§ **Text shown**:
================================

That sounds pretty good but it’s not clear from DeepMind’s announcement how that number is calculated. It might be calculated only by comparing the positions of the alpha-Carbon atoms in the protein backbone – a reasonable way to estimate the accuracy of the overall fold of the protein. Or, it might be calculated over all the atomic positions, a much more rigorous test. If it is the latter, then an RMSD of 1.6 Å is an even more impressive result.
But it’s still not nearly good enough for delivering reliable insights into protein chemistry or drug design. To do that, we want to be confident of atomic positions to within a margin of around 0.3 Å. AlphaFold 2’s best prediction has an RMSD for all atoms of 0.9 Å. Many of the predictions contributing to their average of 1.6 Å will have deviations in atomic positions even greater than that. So, despite the claims, we’re not yet ready to use Alphafold 2 to create new drugs.
There are other reasons not to believe that the protein folding problem is ‘solved’. AI methods rely on learning the rules of protein folding from existing protein structures. This means that it may find it more difficult to predict the structures of proteins with folds that are not well represented in the database of solved structures.
Also, as reported in Nature, the method cannot yet reliably tackle predictions of proteins that are components of multi-protein complexes. These are among the most interesting biological entities in living things (e.g. ribosomes, ion channels, polymerases). So there is quite a large territory remaining were AlphaFold 2 cannot take us. The experimentalists, who have been successful in mapping out the structures of complexes of growing complexity, have still a lot of valuable work to do.
While all of the above is supposed to sound a note of caution to counter some of the more hyperbolic claims that have been heard in the media in recent days, I still want to emphasise my admiration for the achievements of the AlphaFold team. They have clearly made a very significant advance.
That advance will be much clearer once their peer-reviewed paper is published (we should not judge science by press releases), and once the tool is openly available to the academic community – or indeed anyone who wants to study protein structure.
Update (02 Dec, 18:43): This post was updated to provide a clearer explanation of the RMSD measures used to compare predicted and experimentally determined protein structures. I am very grateful to Prof Leonid Sazanov who pointed out some necessary corrections and additions on Twitter.

================================

§ **Record excerpts**:
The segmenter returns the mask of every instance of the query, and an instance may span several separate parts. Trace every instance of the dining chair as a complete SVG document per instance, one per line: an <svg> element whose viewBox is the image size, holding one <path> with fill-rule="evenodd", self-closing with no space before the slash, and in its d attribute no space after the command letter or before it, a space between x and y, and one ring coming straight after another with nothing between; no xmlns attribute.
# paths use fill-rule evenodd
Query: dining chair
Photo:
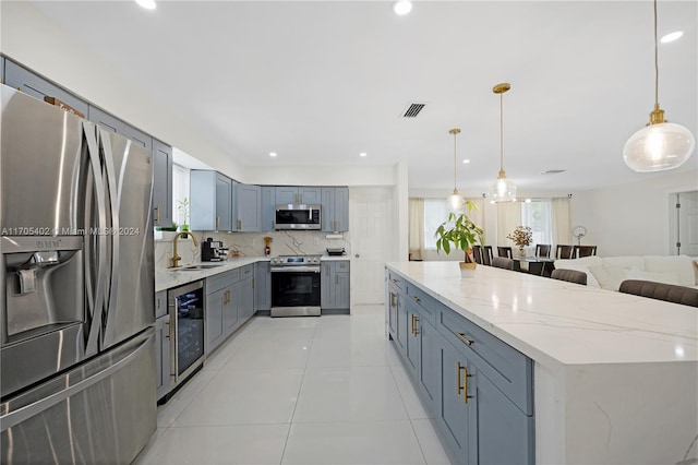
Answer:
<svg viewBox="0 0 698 465"><path fill-rule="evenodd" d="M494 254L492 253L492 246L484 246L482 250L484 251L482 263L488 266L492 266L492 258L494 257Z"/></svg>
<svg viewBox="0 0 698 465"><path fill-rule="evenodd" d="M653 281L626 279L621 283L621 293L666 302L698 307L698 289L675 284L657 283Z"/></svg>
<svg viewBox="0 0 698 465"><path fill-rule="evenodd" d="M569 260L571 259L571 251L574 247L571 246L561 246L557 245L555 248L555 259L557 260Z"/></svg>
<svg viewBox="0 0 698 465"><path fill-rule="evenodd" d="M513 259L514 254L512 253L510 247L500 247L497 246L497 257L504 257L507 259Z"/></svg>
<svg viewBox="0 0 698 465"><path fill-rule="evenodd" d="M587 273L577 270L555 269L550 274L550 277L558 281L566 281L568 283L587 285Z"/></svg>
<svg viewBox="0 0 698 465"><path fill-rule="evenodd" d="M575 246L571 251L573 259L591 257L597 254L597 246Z"/></svg>
<svg viewBox="0 0 698 465"><path fill-rule="evenodd" d="M514 260L506 257L494 257L492 259L492 266L495 269L504 269L514 271Z"/></svg>
<svg viewBox="0 0 698 465"><path fill-rule="evenodd" d="M472 246L472 258L476 259L476 263L482 264L482 246Z"/></svg>
<svg viewBox="0 0 698 465"><path fill-rule="evenodd" d="M535 257L550 259L550 249L552 246L550 243L537 243L535 245Z"/></svg>

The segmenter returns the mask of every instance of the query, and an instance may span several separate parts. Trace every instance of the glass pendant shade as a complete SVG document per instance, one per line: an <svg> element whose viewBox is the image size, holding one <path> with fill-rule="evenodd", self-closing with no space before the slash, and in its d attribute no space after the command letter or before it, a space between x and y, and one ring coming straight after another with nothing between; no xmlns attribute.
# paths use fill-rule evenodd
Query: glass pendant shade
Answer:
<svg viewBox="0 0 698 465"><path fill-rule="evenodd" d="M454 189L454 193L448 195L448 199L446 199L446 203L448 204L448 210L456 213L462 210L462 205L464 203L466 203L466 199L460 195L458 189Z"/></svg>
<svg viewBox="0 0 698 465"><path fill-rule="evenodd" d="M500 172L500 177L490 188L488 198L492 202L514 202L516 201L516 184L506 179L504 172Z"/></svg>
<svg viewBox="0 0 698 465"><path fill-rule="evenodd" d="M623 147L623 160L634 171L662 171L682 166L695 148L696 140L688 129L661 122L633 134Z"/></svg>

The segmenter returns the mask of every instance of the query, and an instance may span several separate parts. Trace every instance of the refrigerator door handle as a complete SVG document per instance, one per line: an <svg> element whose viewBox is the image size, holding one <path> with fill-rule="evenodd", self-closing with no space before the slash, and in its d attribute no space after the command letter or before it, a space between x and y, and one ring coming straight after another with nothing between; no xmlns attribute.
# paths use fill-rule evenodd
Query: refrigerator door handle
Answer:
<svg viewBox="0 0 698 465"><path fill-rule="evenodd" d="M87 143L87 155L89 157L88 163L93 175L93 189L86 191L85 204L86 207L86 234L85 240L86 257L97 257L97 269L95 270L94 263L88 262L85 270L85 289L87 294L87 306L91 312L92 321L89 323L89 332L87 335L87 345L85 347L85 355L91 356L97 354L99 350L99 334L101 329L101 317L105 307L105 257L107 255L107 243L105 238L106 233L106 205L105 205L105 184L101 177L101 163L99 157L99 147L97 144L97 134L95 126L83 121L84 140ZM92 251L94 222L92 220L92 195L94 195L97 202L97 250Z"/></svg>
<svg viewBox="0 0 698 465"><path fill-rule="evenodd" d="M110 223L108 235L105 235L105 240L110 242L111 245L111 253L110 257L105 258L105 269L107 270L107 289L106 295L112 296L108 299L107 309L105 312L105 331L103 334L103 339L105 345L111 345L113 342L113 313L117 311L117 299L113 296L119 295L119 233L120 233L120 223L119 223L119 210L121 204L121 188L122 186L117 186L117 176L113 165L113 153L111 151L111 142L109 138L109 133L101 128L97 129L99 135L99 150L104 154L103 163L105 167L105 187L108 199L106 200L107 207L107 219ZM131 141L128 142L128 146L130 146ZM127 148L124 158L121 163L122 167L125 167L129 160L129 151ZM121 174L119 179L123 180L124 176Z"/></svg>
<svg viewBox="0 0 698 465"><path fill-rule="evenodd" d="M25 405L23 407L17 408L16 410L10 412L7 415L3 415L2 417L0 417L0 430L4 431L9 428L12 428L19 424L21 424L22 421L25 421L29 418L32 418L33 416L40 414L44 410L49 409L50 407L52 407L56 404L59 404L61 402L63 402L64 400L67 400L68 397L84 391L86 389L88 389L89 386L97 384L99 381L103 381L107 378L109 378L110 375L112 375L113 373L116 373L117 371L119 371L121 368L125 367L127 365L129 365L134 358L136 358L139 356L139 353L141 350L143 350L143 348L148 344L148 341L151 339L151 336L153 334L153 331L147 331L145 332L141 337L143 338L140 343L139 346L134 349L131 350L131 353L129 353L128 355L123 356L120 360L113 362L112 365L110 365L109 367L107 367L106 369L93 374L89 378L86 378L69 388L65 388L64 390L61 390L59 392L56 392L51 395L48 395L46 397L41 397L39 401L34 402L32 404Z"/></svg>

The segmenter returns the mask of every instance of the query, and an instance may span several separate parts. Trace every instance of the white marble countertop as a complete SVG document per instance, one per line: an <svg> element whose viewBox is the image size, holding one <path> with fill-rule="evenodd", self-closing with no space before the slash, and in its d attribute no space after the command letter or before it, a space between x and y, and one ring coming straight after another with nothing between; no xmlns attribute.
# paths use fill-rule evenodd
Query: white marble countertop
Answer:
<svg viewBox="0 0 698 465"><path fill-rule="evenodd" d="M197 263L188 263L178 269L155 269L155 291L159 293L160 290L166 290L171 287L181 286L183 284L192 283L194 281L203 279L208 276L216 275L218 273L224 273L229 270L239 269L244 265L249 265L256 262L268 262L269 259L266 257L251 257L251 258L238 258L238 259L228 259L222 262L197 262ZM206 269L206 270L196 270L196 271L181 271L181 269L186 267L189 265L197 265L197 264L217 264L220 265Z"/></svg>
<svg viewBox="0 0 698 465"><path fill-rule="evenodd" d="M432 297L550 368L698 361L698 309L457 262L388 263Z"/></svg>

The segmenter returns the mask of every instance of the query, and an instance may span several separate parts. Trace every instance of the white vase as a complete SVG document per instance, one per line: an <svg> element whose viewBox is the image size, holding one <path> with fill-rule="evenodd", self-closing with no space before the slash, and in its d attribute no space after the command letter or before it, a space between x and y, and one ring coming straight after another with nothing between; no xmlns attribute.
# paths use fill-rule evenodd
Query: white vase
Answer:
<svg viewBox="0 0 698 465"><path fill-rule="evenodd" d="M458 265L460 265L460 277L473 277L476 275L477 263L459 262Z"/></svg>

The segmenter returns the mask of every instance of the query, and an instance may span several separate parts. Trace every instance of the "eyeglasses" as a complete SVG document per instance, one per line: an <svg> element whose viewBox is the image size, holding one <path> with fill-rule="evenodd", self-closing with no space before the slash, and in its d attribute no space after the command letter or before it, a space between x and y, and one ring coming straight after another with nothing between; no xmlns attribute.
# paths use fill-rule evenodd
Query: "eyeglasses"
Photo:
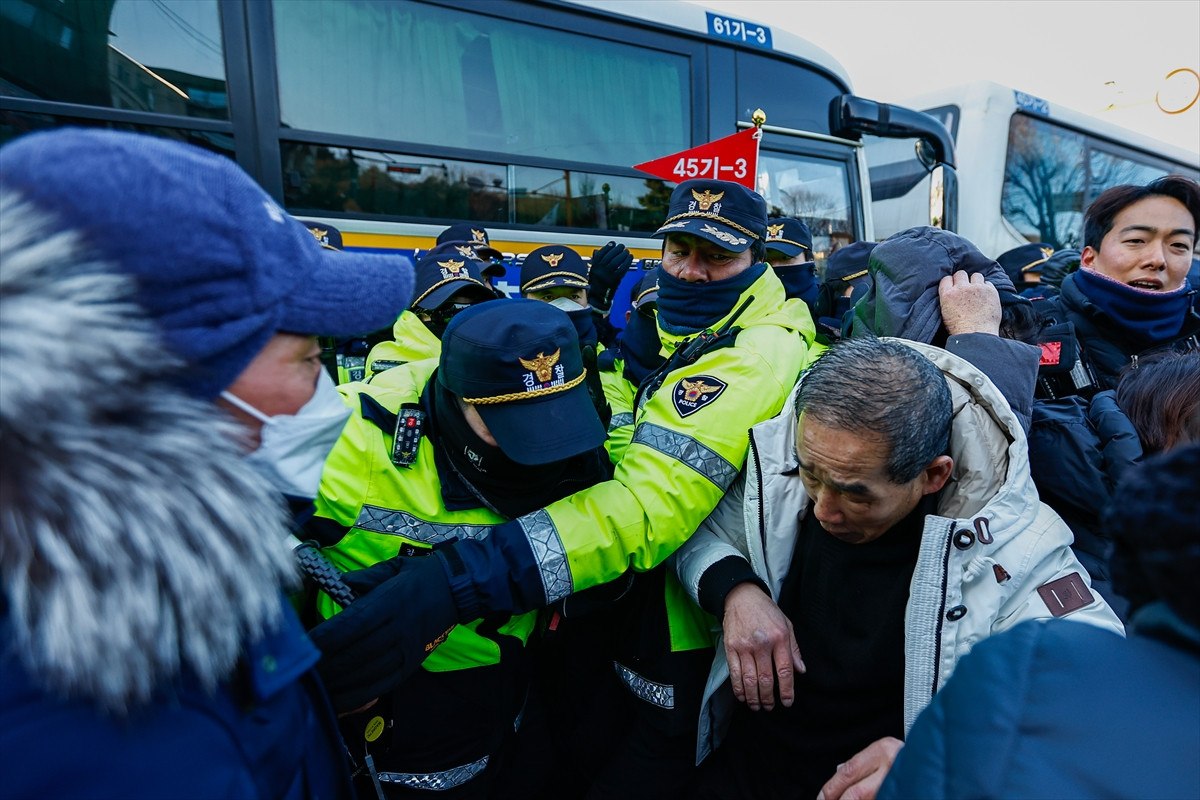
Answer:
<svg viewBox="0 0 1200 800"><path fill-rule="evenodd" d="M438 325L445 327L450 323L450 320L454 319L455 314L457 314L461 311L466 311L467 308L470 308L474 305L475 303L473 302L448 302L440 308L434 308L433 311L426 311L421 308L418 311L418 315L427 317L428 319L426 321L428 321L431 325Z"/></svg>

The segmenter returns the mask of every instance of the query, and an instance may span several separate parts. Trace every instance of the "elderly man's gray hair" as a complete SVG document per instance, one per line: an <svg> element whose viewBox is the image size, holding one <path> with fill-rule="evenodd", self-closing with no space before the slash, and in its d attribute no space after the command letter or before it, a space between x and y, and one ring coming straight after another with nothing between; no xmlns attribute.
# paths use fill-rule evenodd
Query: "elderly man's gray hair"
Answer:
<svg viewBox="0 0 1200 800"><path fill-rule="evenodd" d="M898 342L864 337L826 350L800 379L796 415L889 447L888 477L907 483L950 443L950 389L937 366Z"/></svg>

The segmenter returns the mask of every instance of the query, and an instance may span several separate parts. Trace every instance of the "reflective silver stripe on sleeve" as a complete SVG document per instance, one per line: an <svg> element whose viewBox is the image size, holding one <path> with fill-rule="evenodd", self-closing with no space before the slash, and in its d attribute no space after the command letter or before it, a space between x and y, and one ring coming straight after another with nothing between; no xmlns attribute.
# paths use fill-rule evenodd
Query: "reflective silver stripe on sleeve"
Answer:
<svg viewBox="0 0 1200 800"><path fill-rule="evenodd" d="M661 425L642 422L634 432L631 444L654 447L659 452L683 462L715 483L716 488L722 492L727 491L738 476L738 468L719 452L700 444L689 435L664 428Z"/></svg>
<svg viewBox="0 0 1200 800"><path fill-rule="evenodd" d="M457 786L462 786L475 777L487 766L490 756L484 756L478 762L455 766L443 772L378 772L383 783L400 783L410 789L428 789L430 792L445 792Z"/></svg>
<svg viewBox="0 0 1200 800"><path fill-rule="evenodd" d="M362 506L359 518L354 521L354 527L374 534L403 536L425 545L438 545L451 539L484 539L492 530L492 525L467 525L463 523L446 525L425 522L404 511L380 509L379 506Z"/></svg>
<svg viewBox="0 0 1200 800"><path fill-rule="evenodd" d="M617 661L613 661L612 666L617 669L617 676L634 693L634 697L646 700L650 705L656 705L660 709L674 708L674 686L671 684L655 684L653 680L642 678Z"/></svg>
<svg viewBox="0 0 1200 800"><path fill-rule="evenodd" d="M533 557L538 559L541 583L546 589L546 604L557 602L575 591L571 565L566 563L566 548L558 535L554 521L545 509L517 518L517 523L529 539Z"/></svg>
<svg viewBox="0 0 1200 800"><path fill-rule="evenodd" d="M632 423L634 423L634 413L622 411L620 414L613 414L612 419L608 420L608 429L612 431L614 428L623 428L626 425L632 425Z"/></svg>

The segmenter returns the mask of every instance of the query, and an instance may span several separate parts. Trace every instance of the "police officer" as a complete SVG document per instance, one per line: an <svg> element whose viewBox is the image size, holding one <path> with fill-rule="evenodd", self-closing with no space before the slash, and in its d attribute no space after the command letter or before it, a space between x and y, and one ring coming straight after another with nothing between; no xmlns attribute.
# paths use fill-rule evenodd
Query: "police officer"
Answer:
<svg viewBox="0 0 1200 800"><path fill-rule="evenodd" d="M767 263L784 283L788 297L799 297L812 308L817 299L812 233L803 219L772 217L767 221Z"/></svg>
<svg viewBox="0 0 1200 800"><path fill-rule="evenodd" d="M480 609L538 607L661 564L737 476L746 428L778 413L796 381L812 320L763 261L763 199L737 184L685 181L656 235L665 239L658 327L667 359L638 389L629 449L613 480L455 546L463 569L450 581L467 619ZM671 576L660 572L646 585L659 603L644 621L656 626L661 646L623 663L619 675L642 708L668 718L661 736L643 726L641 738L619 741L620 768L598 792L671 790L692 763L695 716L684 704L698 708L700 686L677 691L671 674L694 666L682 663L688 654L707 670L712 619ZM671 729L680 720L689 728Z"/></svg>
<svg viewBox="0 0 1200 800"><path fill-rule="evenodd" d="M583 380L560 311L508 300L456 314L438 361L348 395L354 413L317 499L323 552L343 570L402 565L605 480L604 427ZM329 597L318 607L337 612ZM521 794L496 781L521 722L536 614L479 616L394 693L343 717L360 780L373 771L388 796Z"/></svg>
<svg viewBox="0 0 1200 800"><path fill-rule="evenodd" d="M620 461L634 435L634 397L642 380L666 360L656 321L659 269L647 270L634 287L625 329L616 347L600 356L600 383L612 408L605 450L612 463ZM608 356L608 357L605 357Z"/></svg>
<svg viewBox="0 0 1200 800"><path fill-rule="evenodd" d="M368 378L409 361L436 359L442 335L455 314L478 302L496 300L484 282L484 261L470 245L438 245L416 263L413 302L392 326L392 339L371 348Z"/></svg>
<svg viewBox="0 0 1200 800"><path fill-rule="evenodd" d="M842 323L868 289L872 278L868 269L872 241L857 241L838 251L826 263L824 279L817 289L812 315L817 321L817 338L832 344L842 337Z"/></svg>
<svg viewBox="0 0 1200 800"><path fill-rule="evenodd" d="M631 255L629 260L632 260ZM588 371L588 393L596 413L600 414L600 421L608 425L612 409L605 397L596 366L599 354L604 350L600 330L606 326L606 321L594 313L595 309L588 302L588 265L578 253L565 245L538 247L526 255L521 264L521 296L540 300L562 309L575 325L583 366Z"/></svg>
<svg viewBox="0 0 1200 800"><path fill-rule="evenodd" d="M1042 265L1054 255L1054 247L1040 242L1019 245L996 257L996 263L1008 273L1020 294L1042 279Z"/></svg>
<svg viewBox="0 0 1200 800"><path fill-rule="evenodd" d="M508 297L503 289L497 287L497 279L505 275L504 254L492 247L487 229L472 222L456 222L438 234L437 245L469 246L475 257L484 261L480 270L484 273L484 282L496 293L497 297Z"/></svg>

================================

§ **Exercise instructions**:
[1] Answer these from the AlphaFold 2 text, one line each:
(a) To within what margin should atomic positions be known for reliable insights into protein chemistry or drug design?
(b) What is the RMSD for all atoms of AlphaFold 2's best prediction?
(c) Who pointed out the corrections and additions, and on what platform?
[2] Duplicate the part of the AlphaFold 2 text that opens with the words containing "Update (02 Dec, 18:43): This" and closes with "additions on Twitter.".
[3] Translate this sentence from the AlphaFold 2 text into Spanish: "AI methods rely on learning the rules of protein folding from existing protein structures."

§ **Responses to the tasks**:
[1]
(a) Around 0.3 Å.
(b) 0.9 Å.
(c) Prof Leonid Sazanov, on Twitter.

[2]
Update (02 Dec, 18:43): This post was updated to provide a clearer explanation of the RMSD measures used to compare predicted and experimentally determined protein structures. I am very grateful to Prof Leonid Sazanov who pointed out some necessary corrections and additions on Twitter.

[3] Los métodos de IA se basan en aprender las reglas del plegamiento de proteínas a partir de estructuras proteicas existentes.